TASK SET:
(a) According to the MG-42 passage, why was the body of the US T24 machine-gun too short?
(b) Write the next part of the MG-42 passage, starting from the point where it stops.

*** PASSAGE ***

Just what we had been telling TINWALT for ages, but he was having none of it...

George Eller
12-04-2005, 07:53 PM
Quote:
Although the US MI Garand had a higher rate of fire than the bolt-action German 98k rifle, US infantry squads were seldom able to achieve firepower superiority over their German opponents due to the lethality of the German machine-gun tactics.

Just what we had been telling TINWALT for ages, but he was having none of it...


After the war the US even considered copying the MG-42. The following is a quote from the book "The Complete Machine-Gun" by Ian V. Hogg (Phoebus Publishing Company, 1979, pp 62-63).

"At one stage there was a possibility that the US might have gone into production with a copy of the German MG-42, as they were so impressed with it. A company was given some MG-42s and a contract to develop a copy as the US T24 machine-gun. After about a year's work two guns were built but their test was a fiasco. What started out as a 'ten thousand round endurance test' came to a stop after just over 1000 rounds had been fired with 50 stoppages. Investigation showed that a draughtsman had made a small error in dimensioning the gun, with the result that the body was a quarter of an inch too short, leading in turn to various malfunctions. The amount of redesign needed to sort this out was considered to be not worthwhile, and the project was cancelled.

*** PROVIDED DATA ***

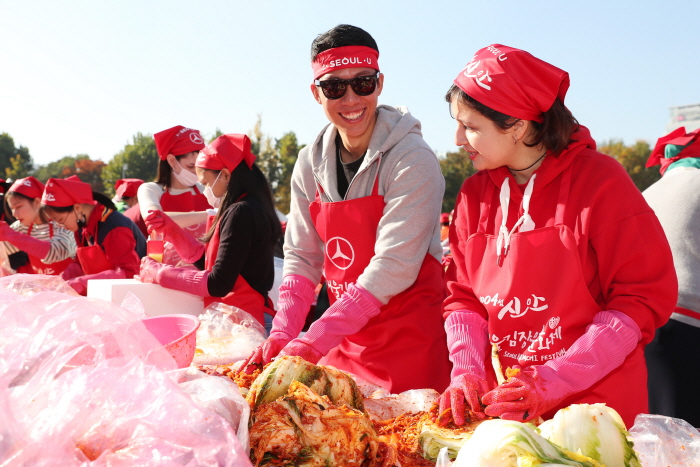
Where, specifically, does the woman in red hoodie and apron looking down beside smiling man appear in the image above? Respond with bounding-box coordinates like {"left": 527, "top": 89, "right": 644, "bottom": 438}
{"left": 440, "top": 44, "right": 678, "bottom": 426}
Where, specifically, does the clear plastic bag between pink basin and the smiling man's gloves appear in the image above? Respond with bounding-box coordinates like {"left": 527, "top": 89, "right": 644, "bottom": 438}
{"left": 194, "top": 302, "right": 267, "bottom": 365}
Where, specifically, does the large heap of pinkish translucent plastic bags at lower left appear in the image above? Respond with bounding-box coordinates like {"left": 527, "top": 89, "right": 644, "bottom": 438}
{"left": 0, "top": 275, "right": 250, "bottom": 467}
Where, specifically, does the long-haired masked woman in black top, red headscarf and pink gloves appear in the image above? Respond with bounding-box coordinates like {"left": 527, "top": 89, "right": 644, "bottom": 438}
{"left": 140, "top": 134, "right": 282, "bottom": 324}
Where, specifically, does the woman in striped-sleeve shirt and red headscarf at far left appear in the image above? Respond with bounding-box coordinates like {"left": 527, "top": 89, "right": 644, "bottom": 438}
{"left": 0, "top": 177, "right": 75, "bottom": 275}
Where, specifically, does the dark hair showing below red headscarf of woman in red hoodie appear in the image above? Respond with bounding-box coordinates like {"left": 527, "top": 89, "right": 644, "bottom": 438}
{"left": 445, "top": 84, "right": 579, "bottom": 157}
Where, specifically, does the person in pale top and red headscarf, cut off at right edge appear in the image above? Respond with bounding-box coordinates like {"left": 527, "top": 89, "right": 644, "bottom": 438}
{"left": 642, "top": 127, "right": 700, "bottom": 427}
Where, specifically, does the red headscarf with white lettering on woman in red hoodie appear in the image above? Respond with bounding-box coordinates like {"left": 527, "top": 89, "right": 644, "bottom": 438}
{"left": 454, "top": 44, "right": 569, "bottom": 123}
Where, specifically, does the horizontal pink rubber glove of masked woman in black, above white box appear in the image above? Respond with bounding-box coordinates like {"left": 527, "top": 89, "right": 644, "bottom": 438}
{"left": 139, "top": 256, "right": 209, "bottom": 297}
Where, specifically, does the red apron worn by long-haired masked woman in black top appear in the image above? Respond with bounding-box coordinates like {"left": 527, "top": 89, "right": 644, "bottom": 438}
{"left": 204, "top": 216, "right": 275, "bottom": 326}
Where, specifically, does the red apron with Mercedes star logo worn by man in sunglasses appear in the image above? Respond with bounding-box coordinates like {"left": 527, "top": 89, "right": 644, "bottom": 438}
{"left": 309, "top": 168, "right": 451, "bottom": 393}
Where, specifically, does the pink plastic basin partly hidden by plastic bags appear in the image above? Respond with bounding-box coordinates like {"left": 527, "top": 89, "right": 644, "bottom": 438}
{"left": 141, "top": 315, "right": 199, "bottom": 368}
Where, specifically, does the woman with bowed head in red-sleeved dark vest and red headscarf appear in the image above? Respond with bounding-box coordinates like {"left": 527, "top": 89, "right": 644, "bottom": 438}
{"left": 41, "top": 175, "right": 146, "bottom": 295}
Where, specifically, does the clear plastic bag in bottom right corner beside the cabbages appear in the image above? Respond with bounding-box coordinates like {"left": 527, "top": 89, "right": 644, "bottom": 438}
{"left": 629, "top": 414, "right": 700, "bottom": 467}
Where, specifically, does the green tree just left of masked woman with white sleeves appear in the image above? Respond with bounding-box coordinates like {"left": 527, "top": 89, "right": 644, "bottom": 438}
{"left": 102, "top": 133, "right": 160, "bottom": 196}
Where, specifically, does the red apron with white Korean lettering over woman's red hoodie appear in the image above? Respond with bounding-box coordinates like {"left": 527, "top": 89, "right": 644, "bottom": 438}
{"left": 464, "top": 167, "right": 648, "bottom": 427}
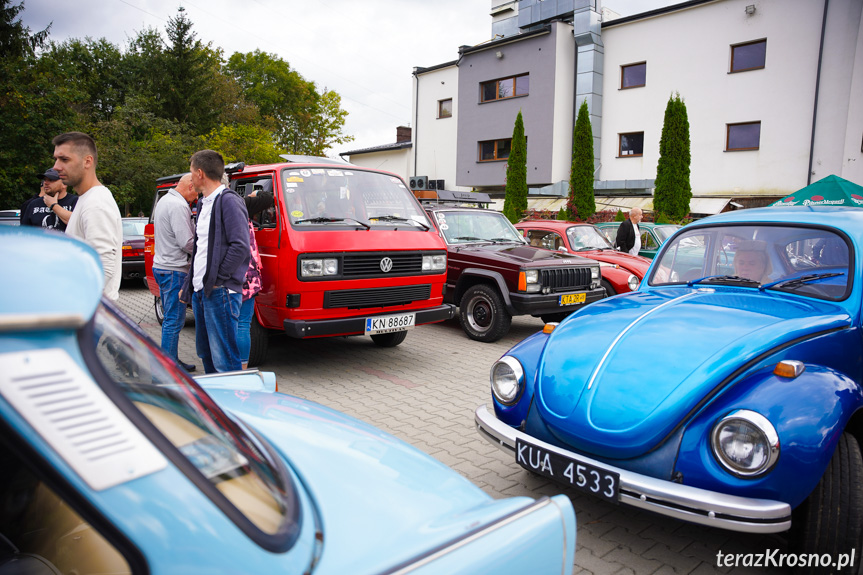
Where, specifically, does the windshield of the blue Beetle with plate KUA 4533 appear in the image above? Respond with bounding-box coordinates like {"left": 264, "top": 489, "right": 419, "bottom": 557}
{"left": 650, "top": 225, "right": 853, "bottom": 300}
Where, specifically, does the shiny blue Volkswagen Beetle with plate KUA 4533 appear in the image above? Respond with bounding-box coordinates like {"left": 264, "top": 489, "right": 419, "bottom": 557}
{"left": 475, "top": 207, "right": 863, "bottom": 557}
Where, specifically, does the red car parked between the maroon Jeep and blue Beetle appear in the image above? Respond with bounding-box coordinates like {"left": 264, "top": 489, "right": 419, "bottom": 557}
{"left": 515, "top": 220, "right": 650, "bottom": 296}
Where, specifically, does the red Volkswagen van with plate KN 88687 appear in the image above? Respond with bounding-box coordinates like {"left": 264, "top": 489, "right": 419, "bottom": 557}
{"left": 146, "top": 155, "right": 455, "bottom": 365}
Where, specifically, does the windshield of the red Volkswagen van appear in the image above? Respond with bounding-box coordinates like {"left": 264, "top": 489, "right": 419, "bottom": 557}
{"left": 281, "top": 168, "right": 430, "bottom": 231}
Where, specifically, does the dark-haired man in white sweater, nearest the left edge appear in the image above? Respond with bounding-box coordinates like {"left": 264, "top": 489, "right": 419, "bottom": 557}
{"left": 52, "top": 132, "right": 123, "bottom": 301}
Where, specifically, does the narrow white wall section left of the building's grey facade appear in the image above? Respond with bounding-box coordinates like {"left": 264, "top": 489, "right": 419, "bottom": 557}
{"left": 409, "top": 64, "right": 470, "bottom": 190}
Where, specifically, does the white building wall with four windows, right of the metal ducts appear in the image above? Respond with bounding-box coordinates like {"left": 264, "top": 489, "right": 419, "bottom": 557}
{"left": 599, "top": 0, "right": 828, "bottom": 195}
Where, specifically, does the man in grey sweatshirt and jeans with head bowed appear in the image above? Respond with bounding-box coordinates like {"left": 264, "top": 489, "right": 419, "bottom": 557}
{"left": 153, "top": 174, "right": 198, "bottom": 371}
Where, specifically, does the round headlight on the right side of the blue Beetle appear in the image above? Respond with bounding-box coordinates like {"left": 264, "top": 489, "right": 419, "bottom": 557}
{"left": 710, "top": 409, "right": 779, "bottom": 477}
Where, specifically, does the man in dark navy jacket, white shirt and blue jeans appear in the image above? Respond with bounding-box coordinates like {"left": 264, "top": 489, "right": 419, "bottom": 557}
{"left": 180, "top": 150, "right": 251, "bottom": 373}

***

EXERCISE RESULTS:
(a) A draughtsman made a small error in dimensioning the gun, so the body was a quarter of an inch too short.

(b)
After that inauspicious start several other projects were initiated, but it was not until the acceptance of the 7.62 mm NATO cartridge that serious work could begin. Once the cartridge was agreed, the M60 machine-gun took shape. Much of the design was taken from German originals. The gas system and rotating bolt came from the Parachutist Automatic Rifle [Fallschirmjager Gewehr FG42], and the belt-feed system fromthe MG-42."


As they say "imitation is the sincerest form of flattery".

But in the end, American superiority in communications and artillery support often trounced the German edge in machine-gun tactics


Nevertheless, US infantry formations often enjoyed significant firepower advantages over their German opponents. What the squad and platoon lacked in organic firepower was made up in artillery support.

The German infantry tended to hold a disparaging view of American infantry, judging them to be less aggressive in close-combat tactics. This was in part a reflection of the stagnation in German infantry tactics. Experienced US infantry units, painfully aware of their firepower shortcomings when up against German infantry squads, were perfectly happy to use the killing power of artillery when it was available instead of suffering needless casualties. This difference in outlook was in part a cultural clash: the pragmatism of the GI versus the romantic fighting spirit of the German Landser (fighting man).

Man of Stoat
12-05-2005, 03:28 AM
George:

They failed to realise that .30-06 (7.62x63) his significantly longer than 8 mm Mauser (7.92x57). Mongs!

George Eller
12-05-2005, 09:22 PM
George:

They failed to realise that .30-06 (7.62x63) his significantly longer than 8 mm Mauser (7.92x57). Mongs!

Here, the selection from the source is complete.